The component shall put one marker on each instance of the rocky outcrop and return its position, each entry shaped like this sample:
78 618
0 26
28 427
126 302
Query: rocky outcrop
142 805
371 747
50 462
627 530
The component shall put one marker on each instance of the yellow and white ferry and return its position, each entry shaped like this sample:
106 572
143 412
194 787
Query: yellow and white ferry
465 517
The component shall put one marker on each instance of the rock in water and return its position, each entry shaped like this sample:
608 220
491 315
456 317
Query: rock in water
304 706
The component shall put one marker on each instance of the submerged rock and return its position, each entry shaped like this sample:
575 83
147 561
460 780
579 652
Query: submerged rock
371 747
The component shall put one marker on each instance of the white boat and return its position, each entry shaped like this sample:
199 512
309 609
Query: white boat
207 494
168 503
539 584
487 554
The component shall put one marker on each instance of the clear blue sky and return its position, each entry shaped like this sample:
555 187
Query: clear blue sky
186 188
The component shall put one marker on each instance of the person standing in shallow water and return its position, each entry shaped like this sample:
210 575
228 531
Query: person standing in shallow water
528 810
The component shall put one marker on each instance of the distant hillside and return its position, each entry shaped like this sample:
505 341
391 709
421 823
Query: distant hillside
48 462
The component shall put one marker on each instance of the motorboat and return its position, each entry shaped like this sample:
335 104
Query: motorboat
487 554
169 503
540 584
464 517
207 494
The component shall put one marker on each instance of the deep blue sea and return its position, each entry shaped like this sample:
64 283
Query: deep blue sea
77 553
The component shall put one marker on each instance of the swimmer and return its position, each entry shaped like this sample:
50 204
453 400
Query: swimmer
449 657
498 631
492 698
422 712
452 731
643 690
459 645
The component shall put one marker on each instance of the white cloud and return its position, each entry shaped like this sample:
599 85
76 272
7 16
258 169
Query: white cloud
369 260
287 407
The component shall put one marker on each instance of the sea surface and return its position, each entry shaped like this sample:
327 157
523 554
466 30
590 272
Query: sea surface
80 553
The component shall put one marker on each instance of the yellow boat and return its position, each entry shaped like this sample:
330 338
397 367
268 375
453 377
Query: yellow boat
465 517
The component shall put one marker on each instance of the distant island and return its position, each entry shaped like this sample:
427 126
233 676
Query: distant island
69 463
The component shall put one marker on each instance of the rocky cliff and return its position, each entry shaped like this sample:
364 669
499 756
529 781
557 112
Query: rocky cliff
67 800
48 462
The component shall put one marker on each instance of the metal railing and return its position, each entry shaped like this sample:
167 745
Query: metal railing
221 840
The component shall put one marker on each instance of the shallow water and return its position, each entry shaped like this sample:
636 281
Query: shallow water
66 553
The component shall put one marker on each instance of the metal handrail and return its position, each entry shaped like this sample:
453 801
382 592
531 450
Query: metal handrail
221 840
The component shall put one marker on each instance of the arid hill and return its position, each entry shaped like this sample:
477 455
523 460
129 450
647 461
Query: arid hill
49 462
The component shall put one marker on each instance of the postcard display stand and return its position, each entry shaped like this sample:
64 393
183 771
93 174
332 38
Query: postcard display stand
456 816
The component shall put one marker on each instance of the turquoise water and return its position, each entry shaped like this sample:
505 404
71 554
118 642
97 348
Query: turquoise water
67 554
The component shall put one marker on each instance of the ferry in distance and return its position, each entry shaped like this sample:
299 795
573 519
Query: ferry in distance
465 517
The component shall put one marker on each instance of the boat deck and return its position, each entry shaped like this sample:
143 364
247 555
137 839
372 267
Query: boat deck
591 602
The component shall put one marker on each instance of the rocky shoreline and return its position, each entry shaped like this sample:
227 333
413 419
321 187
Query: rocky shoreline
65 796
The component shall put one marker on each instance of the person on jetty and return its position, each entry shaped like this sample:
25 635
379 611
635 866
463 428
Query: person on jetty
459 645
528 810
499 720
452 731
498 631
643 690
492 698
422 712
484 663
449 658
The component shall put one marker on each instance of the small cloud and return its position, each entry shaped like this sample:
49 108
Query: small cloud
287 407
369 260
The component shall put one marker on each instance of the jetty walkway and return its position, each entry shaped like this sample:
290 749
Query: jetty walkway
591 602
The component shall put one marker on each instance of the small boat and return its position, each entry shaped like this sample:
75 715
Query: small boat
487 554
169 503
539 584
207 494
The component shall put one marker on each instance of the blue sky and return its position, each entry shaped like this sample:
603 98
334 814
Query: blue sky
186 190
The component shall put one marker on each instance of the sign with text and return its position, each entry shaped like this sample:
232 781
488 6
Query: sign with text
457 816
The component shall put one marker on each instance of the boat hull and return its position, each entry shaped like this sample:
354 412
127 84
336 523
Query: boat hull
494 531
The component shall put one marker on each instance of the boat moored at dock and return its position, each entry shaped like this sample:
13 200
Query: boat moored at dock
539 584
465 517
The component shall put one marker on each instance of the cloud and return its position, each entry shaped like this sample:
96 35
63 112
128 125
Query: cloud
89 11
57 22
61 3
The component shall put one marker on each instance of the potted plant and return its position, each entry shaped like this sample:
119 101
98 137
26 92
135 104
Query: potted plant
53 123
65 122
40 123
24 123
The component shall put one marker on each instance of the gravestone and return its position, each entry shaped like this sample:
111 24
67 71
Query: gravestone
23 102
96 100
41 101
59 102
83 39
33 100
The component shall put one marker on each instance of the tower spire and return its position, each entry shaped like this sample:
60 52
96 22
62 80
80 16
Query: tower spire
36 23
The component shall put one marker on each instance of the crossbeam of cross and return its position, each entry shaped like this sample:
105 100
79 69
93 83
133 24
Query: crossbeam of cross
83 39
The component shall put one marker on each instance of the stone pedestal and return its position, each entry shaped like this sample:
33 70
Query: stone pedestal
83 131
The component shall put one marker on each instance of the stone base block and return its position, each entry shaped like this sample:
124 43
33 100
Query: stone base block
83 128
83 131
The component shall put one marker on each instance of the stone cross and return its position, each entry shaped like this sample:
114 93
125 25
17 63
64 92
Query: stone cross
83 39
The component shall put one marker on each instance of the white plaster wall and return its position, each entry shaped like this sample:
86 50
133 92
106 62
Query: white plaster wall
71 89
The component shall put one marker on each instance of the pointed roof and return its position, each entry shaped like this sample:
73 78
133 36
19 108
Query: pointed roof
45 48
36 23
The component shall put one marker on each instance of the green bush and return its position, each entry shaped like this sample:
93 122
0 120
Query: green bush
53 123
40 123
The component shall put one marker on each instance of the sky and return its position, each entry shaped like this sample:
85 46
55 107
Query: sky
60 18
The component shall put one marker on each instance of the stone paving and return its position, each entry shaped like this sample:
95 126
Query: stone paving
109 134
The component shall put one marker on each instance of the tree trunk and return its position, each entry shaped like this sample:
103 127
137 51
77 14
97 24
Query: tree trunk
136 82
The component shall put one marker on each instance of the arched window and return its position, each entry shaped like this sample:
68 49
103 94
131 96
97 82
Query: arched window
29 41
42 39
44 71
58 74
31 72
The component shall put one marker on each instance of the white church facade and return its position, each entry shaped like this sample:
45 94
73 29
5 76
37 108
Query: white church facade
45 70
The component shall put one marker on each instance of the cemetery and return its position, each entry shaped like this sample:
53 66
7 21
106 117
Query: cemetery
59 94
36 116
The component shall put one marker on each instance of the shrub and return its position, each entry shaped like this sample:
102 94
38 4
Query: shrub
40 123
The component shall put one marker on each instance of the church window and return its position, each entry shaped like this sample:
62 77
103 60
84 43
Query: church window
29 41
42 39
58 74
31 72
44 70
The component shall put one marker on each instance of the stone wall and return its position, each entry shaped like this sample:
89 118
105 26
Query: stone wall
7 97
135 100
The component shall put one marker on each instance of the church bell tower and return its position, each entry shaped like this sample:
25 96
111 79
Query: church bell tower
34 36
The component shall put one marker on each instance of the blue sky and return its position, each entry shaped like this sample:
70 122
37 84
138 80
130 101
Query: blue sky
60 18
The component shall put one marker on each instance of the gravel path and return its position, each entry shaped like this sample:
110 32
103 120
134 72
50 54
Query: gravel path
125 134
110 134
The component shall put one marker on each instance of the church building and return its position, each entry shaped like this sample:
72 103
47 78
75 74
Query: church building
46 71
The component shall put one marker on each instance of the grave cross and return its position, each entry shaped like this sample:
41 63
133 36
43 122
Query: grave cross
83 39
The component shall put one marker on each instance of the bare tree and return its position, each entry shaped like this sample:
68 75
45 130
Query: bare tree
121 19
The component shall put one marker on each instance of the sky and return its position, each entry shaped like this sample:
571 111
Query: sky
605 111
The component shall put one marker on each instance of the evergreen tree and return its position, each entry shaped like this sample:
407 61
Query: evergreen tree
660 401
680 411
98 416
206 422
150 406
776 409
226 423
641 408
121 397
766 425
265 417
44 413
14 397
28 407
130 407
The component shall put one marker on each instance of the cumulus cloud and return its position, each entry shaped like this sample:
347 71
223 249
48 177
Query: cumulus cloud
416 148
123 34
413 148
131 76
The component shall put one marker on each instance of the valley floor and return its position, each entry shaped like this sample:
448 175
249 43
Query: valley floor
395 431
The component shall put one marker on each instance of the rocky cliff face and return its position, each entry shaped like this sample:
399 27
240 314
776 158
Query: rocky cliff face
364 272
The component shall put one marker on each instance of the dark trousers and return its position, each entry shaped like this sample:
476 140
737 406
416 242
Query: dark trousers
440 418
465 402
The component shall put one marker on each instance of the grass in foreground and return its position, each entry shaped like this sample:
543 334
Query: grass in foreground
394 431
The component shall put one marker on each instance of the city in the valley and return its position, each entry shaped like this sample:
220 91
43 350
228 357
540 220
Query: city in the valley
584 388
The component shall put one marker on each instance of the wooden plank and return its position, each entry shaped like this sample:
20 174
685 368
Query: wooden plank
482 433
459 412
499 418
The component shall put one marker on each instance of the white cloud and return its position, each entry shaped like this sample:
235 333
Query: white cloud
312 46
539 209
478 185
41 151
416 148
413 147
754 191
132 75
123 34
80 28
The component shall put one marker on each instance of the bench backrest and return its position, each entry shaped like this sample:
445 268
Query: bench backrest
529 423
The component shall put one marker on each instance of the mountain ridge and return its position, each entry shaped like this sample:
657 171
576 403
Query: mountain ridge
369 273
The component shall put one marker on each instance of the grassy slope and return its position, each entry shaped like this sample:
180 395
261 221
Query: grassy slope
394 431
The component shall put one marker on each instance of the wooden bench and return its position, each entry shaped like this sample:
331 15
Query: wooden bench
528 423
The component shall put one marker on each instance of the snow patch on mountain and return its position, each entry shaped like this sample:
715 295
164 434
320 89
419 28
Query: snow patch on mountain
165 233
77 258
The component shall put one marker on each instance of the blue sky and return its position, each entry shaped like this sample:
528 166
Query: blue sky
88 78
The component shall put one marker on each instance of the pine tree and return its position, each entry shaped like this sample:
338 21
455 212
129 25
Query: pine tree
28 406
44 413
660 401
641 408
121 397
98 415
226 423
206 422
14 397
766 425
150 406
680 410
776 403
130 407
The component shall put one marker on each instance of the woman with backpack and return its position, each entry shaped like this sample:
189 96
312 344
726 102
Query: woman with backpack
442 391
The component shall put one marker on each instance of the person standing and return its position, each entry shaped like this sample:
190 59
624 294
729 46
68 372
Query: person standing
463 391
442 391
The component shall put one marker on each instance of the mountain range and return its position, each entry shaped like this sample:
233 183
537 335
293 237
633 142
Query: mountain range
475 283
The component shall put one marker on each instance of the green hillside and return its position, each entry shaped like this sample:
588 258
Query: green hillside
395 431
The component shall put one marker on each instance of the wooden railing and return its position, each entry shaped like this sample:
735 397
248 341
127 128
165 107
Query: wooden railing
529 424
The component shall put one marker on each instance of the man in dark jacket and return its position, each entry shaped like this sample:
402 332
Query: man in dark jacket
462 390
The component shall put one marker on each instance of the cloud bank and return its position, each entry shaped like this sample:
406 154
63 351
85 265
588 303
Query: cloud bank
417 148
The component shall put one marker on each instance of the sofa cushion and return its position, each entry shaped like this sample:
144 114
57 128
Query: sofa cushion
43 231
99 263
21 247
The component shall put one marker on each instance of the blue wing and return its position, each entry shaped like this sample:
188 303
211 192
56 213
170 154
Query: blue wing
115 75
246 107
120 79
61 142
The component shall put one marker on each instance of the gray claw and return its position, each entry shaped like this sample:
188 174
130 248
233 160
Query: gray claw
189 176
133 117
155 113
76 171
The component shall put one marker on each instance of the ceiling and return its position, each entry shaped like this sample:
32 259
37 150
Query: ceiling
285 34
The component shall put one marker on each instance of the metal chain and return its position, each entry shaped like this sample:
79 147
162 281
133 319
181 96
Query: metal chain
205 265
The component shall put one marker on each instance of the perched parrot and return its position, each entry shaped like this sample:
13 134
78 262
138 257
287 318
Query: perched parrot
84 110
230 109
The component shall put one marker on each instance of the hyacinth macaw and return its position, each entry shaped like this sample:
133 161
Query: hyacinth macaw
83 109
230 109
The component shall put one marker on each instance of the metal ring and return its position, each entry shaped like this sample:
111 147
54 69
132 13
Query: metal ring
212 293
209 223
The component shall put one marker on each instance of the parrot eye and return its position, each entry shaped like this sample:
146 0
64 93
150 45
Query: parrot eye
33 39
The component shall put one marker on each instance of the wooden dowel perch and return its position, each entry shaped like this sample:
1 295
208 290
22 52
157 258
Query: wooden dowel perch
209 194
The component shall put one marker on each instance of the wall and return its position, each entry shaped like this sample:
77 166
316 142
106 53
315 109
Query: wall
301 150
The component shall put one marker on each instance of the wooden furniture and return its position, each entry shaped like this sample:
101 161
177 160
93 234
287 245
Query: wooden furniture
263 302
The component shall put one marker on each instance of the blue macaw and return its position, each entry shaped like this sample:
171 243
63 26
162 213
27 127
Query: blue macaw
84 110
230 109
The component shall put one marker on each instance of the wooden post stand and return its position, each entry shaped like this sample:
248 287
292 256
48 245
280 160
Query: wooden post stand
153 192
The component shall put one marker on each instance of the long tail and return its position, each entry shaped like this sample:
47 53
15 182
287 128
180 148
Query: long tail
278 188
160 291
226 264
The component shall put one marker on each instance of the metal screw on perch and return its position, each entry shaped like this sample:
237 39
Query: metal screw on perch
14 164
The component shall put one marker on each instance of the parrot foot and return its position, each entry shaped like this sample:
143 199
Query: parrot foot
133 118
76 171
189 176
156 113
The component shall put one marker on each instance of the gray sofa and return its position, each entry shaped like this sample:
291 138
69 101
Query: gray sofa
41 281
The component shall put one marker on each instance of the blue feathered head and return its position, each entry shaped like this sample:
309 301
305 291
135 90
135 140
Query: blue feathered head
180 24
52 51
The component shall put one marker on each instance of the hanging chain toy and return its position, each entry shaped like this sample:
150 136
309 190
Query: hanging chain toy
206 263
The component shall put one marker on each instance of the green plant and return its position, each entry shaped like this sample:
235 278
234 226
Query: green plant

########

The required output is every line from the one with "of the hanging" to the final line of the entries, repeated exactly and with nothing else.

**COMPLETED TASK:**
The component shall put one marker on each instance of the hanging chain toy and return its position, each entry shaped like this sample:
150 136
309 190
Query: hanging chain toy
206 263
The component shall put one marker on each instance of the green plant and return its position, each entry shaped like this sample:
235 278
234 226
Query: green plant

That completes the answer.